> _Exercise details_
With pictures left out, write out exactly every line from the start of the data through the one that contains "[Batch spec] Target class: black chicken's leg.".

> _Records_
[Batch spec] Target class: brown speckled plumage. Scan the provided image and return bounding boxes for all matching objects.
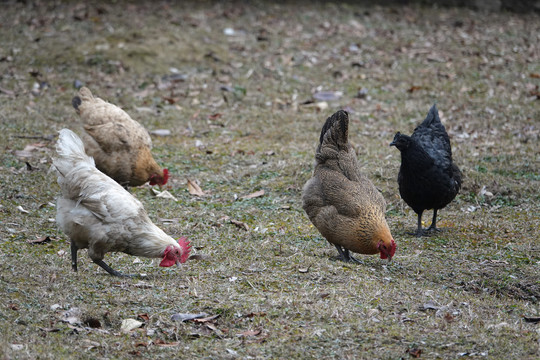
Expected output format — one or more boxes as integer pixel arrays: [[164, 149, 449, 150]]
[[302, 110, 396, 262]]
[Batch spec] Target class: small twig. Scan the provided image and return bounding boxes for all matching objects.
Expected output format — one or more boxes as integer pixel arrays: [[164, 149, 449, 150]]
[[11, 134, 56, 141], [0, 87, 15, 96]]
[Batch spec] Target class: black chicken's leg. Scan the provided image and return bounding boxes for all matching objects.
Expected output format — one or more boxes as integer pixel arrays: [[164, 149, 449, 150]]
[[93, 259, 132, 277], [334, 244, 361, 263], [408, 211, 426, 237], [71, 240, 78, 272], [427, 209, 442, 233]]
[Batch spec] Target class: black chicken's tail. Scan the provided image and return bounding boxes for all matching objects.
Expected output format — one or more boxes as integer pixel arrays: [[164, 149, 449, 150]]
[[318, 110, 349, 152], [418, 103, 441, 128]]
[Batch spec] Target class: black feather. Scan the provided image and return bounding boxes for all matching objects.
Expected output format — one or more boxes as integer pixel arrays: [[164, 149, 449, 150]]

> _Exercise result_
[Batch spec] Target class: brown speckled plumage. Scan the provided image and return bounding boxes for all matching objects.
Expected output format — one or more boxes as integer pixel arrays: [[164, 149, 449, 150]]
[[302, 110, 396, 262]]
[Batch spec] Target class: small twig. Scan the provided image and return bounding boxes for all matching objects.
Expected output format — one or more boxes as integer pixel arrays: [[164, 149, 449, 150]]
[[11, 134, 56, 141], [0, 87, 15, 96]]
[Batch spec] Target class: black chicken's leg. Scan the provided image and return bounding boxes for all matching objects.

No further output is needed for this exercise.